■ Objective
Gather every line from the items below that contains the string "sidewalk", and copy each one in full. Matching is case-sensitive.

■ Data to use
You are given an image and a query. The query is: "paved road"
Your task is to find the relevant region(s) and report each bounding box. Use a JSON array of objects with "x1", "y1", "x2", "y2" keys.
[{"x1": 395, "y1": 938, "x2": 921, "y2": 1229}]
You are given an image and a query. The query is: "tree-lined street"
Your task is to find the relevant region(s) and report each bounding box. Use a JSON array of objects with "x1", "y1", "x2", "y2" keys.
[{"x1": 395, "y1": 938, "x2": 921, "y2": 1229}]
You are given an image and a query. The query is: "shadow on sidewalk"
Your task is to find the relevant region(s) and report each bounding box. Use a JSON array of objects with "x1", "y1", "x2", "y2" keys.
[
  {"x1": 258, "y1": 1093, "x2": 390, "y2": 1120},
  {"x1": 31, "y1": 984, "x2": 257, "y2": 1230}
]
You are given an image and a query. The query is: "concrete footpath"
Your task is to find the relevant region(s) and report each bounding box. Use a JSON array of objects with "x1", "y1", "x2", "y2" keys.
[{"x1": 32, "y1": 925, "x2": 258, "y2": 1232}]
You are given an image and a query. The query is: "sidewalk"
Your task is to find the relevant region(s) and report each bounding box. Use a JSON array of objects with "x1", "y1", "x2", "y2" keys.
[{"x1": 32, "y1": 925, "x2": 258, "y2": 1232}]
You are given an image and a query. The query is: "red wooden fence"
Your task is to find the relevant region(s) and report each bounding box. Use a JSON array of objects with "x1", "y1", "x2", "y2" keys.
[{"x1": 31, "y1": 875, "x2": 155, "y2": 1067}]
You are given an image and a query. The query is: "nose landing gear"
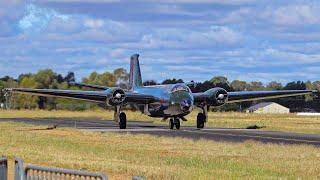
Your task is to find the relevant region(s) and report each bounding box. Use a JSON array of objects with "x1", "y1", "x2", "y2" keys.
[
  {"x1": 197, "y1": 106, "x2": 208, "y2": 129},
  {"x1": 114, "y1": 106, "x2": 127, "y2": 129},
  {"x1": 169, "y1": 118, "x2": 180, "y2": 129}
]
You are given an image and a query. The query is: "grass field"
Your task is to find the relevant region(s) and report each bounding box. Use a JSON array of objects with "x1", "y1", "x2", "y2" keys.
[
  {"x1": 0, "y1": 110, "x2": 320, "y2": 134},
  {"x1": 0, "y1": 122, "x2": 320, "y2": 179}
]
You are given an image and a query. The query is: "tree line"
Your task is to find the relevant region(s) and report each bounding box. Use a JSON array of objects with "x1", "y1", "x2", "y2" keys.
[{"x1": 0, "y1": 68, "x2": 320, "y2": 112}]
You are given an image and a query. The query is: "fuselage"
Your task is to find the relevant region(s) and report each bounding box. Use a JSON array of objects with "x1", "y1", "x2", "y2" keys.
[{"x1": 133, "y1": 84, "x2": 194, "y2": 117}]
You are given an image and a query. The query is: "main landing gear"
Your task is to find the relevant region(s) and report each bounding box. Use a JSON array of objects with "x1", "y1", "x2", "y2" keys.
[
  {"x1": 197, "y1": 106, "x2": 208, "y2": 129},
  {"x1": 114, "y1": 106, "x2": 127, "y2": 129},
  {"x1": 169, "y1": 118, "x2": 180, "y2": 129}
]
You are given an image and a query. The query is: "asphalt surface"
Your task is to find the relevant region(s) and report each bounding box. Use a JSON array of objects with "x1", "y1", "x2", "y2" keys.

■ Complete answer
You are given an image and a query. The query is: "shadow on sidewalk"
You are given an image and a query. The query is: "sidewalk"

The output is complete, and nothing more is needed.